**ACTION ITEM**
All entries below must be given again exactly as they stand.

Recorded data
▼

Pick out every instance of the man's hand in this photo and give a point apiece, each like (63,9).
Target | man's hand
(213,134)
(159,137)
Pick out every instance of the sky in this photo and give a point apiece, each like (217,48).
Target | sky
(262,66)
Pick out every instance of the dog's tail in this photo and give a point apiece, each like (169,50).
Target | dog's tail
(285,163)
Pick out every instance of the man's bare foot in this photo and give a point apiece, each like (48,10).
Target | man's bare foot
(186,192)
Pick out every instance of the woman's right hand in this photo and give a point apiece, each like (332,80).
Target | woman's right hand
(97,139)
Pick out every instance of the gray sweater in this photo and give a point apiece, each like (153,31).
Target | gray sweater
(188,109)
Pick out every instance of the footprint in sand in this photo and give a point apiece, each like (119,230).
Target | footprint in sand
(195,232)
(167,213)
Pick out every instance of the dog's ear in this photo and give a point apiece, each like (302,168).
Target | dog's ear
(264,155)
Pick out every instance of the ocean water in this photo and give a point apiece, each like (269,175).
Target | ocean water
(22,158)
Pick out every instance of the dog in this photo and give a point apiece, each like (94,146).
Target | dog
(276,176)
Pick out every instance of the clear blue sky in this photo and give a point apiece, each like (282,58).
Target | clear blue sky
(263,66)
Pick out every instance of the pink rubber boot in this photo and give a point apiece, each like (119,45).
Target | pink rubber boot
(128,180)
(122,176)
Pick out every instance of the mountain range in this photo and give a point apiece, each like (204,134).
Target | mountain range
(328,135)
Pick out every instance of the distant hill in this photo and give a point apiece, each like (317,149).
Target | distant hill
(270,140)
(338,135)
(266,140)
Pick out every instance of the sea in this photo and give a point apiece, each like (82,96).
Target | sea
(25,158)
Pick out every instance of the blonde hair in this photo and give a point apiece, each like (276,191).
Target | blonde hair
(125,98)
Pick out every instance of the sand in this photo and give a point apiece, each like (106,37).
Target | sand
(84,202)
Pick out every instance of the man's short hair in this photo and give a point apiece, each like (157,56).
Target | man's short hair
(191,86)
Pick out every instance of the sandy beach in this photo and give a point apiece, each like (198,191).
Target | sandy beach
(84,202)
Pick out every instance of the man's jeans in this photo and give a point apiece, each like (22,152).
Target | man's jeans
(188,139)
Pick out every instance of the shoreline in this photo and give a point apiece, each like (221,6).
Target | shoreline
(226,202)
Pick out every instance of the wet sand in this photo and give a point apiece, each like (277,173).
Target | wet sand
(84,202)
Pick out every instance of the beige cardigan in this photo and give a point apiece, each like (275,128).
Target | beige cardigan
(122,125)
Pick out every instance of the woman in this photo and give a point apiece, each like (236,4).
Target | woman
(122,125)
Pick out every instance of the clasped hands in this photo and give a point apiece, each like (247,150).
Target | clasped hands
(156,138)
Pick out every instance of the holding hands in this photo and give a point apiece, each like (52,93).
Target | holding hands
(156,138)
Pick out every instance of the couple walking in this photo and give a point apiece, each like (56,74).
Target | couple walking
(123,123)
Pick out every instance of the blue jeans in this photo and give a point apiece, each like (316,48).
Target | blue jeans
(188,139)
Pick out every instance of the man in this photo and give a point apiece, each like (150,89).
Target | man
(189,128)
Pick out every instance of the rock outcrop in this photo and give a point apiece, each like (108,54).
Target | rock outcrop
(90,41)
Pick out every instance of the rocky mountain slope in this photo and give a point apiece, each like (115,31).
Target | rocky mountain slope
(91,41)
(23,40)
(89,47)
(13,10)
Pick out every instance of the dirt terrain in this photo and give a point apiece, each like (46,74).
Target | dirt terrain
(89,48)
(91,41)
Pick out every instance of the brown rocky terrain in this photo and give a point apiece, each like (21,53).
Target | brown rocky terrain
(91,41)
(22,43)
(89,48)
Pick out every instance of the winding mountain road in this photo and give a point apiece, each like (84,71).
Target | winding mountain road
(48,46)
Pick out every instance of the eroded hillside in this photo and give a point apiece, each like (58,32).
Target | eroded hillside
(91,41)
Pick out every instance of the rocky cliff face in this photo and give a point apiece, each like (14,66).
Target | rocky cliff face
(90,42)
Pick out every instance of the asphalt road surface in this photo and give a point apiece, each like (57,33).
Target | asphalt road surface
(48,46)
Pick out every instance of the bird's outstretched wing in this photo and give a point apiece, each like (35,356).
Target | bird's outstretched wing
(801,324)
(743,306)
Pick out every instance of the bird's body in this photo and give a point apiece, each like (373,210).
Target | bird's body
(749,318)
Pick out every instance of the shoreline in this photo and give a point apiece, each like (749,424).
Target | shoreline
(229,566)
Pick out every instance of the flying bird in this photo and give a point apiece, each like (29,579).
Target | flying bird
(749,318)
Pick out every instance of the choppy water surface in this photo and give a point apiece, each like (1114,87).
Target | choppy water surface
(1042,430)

▲

**TASK RESPONSE**
Pick out every instance of the man's hand in this photo and give a point apiece, each like (63,9).
Target | man's hand
(213,134)
(159,137)
Pick out every instance of the sky in this photo and give a point apiece, each like (217,48).
Target | sky
(262,66)
Pick out every instance of the dog's tail in this photo and give a point apiece, each like (169,50).
Target | dog's tail
(285,163)
Pick out every instance of the man's bare foot in this photo and give a point apiece, each like (48,10).
Target | man's bare foot
(186,192)
Pick out every instance of the woman's right hand in this photo and give a point apiece, each like (332,80).
Target | woman's right hand
(97,139)
Pick out every instance of the gray sweater in this photo and give a point apiece, each like (153,31).
Target | gray sweater
(188,109)
Pick out every instance of the footprint in sand in this photo and give a point apiece, each like (119,230).
Target | footprint in sand
(195,232)
(167,213)
Pick out every instance of the dog's ear in this photo and give a point apiece, each like (302,168).
Target | dog's ear
(264,155)
Pick out every instance of the ocean water in this photo and give a point apiece, each like (269,175).
Target | ocean water
(22,158)
Pick out every instance of the dog in this photo and give a point apiece, each like (94,146).
Target | dog
(276,176)
Pick out every instance of the clear blue sky in this photo and give a point apiece, each like (282,58).
Target | clear blue sky
(263,66)
Pick out every instance of the pink rubber boot in this photo and give a point apiece, each like (119,45).
Target | pink rubber boot
(128,180)
(122,176)
Pick out every instance of the mountain range in this photo and give a point apiece, each like (204,134).
Target | mountain range
(328,135)
Pick out every instance of the distant hill in this photo and give a point apiece, each like (317,149).
Target | distant hill
(270,140)
(338,135)
(266,140)
Pick out every instance of the sea in this photo and give a point apiece, each like (82,96).
Target | sea
(25,158)
Pick out every instance of the blonde hair in this photo and give a point apiece, each like (276,191).
Target | blonde hair
(125,98)
Pick out every instance of the sand in this photo and give a point apiece, each like (106,37).
Target | sand
(84,202)
Pick out every instance of the man's short hair in this photo and give a point apiece, each like (157,56).
Target | man's short hair
(191,86)
Pick out every instance of the sandy beach in this photo and give a point apiece, each like (198,191).
Target | sandy beach
(84,202)
Pick out every instance of the man's jeans in this photo and give a point apiece, each like (22,152).
Target | man's jeans
(188,139)
Pick out every instance of the shoreline in this photo and give a point apiece, each like (221,6).
Target | shoreline
(226,202)
Pick out every instance of the wet sand in this photo and give a point apiece, each like (277,173).
Target | wet sand
(84,202)
Pick out every instance of the beige cardigan in this photo and give a point apiece, each like (275,128).
Target | beige cardigan
(122,125)
Pick out every instance of the woman in this photo and give a point apiece, each like (236,4).
Target | woman
(122,125)
Pick out every instance of the clasped hands in this photo and give a point apiece, each like (247,150).
Target | clasped hands
(156,138)
Pick out every instance of the holding hands in this photo and give a point apiece, each like (52,93).
Target | holding hands
(156,138)
Pick out every instance of the couple walking in this photo and give a point apiece, each like (56,74).
Target | couple walking
(123,123)
Pick out every instance of the blue jeans in this photo and give a point apiece, each like (316,48).
Target | blue jeans
(188,139)
Pick out every instance of the man in this photo and give a point apiece, each like (150,89).
Target | man
(189,128)
Pick out every instance of the rock outcrop in this photo and give a point apiece, each like (108,54).
Target | rock outcrop
(90,41)
Pick out every instance of the rocky mountain slope in this photo and give a point apiece, each like (115,31).
Target | rocky mountain slope
(91,41)
(23,40)
(89,47)
(13,10)
Pick out every instance of the dirt terrain in this photo and give a point apiece, each like (46,74).
Target | dirt terrain
(89,48)
(91,41)
Pick out every instance of the brown rocky terrain in this photo and give a point apiece, each like (21,53).
Target | brown rocky terrain
(91,41)
(22,43)
(89,48)
Pick out every instance of the winding mountain road in this photo and give a point apiece, each like (84,71).
Target | winding mountain road
(48,46)
Pick out every instance of the eroded hillside in this photo and give a point apiece, each like (58,32).
Target | eroded hillside
(91,41)
Pick out every instance of the rocky cliff face in this photo and give a point apiece, each like (14,66).
Target | rocky cliff face
(90,42)
Pick out every instance of the asphalt road surface in this photo and give a point apiece, each like (57,33).
Target | asphalt road surface
(48,46)
Pick out every instance of the bird's outstretched wing in this photo and give a point apiece, each like (35,356).
Target | bird's outstretched wing
(801,324)
(743,306)
Pick out every instance of the bird's body in this photo and give a point apiece, each like (373,210).
Target | bird's body
(749,318)
Pick out every instance of the shoreline in this photo and give a point apiece, each like (749,424).
Target | shoreline
(229,566)
Pick out every instance of the flying bird in this photo and give a point apiece, each like (29,579).
Target | flying bird
(749,318)
Pick out every instance of the choppy water surface in this photo and give a point apiece, each like (1114,87).
Target | choppy water surface
(1042,430)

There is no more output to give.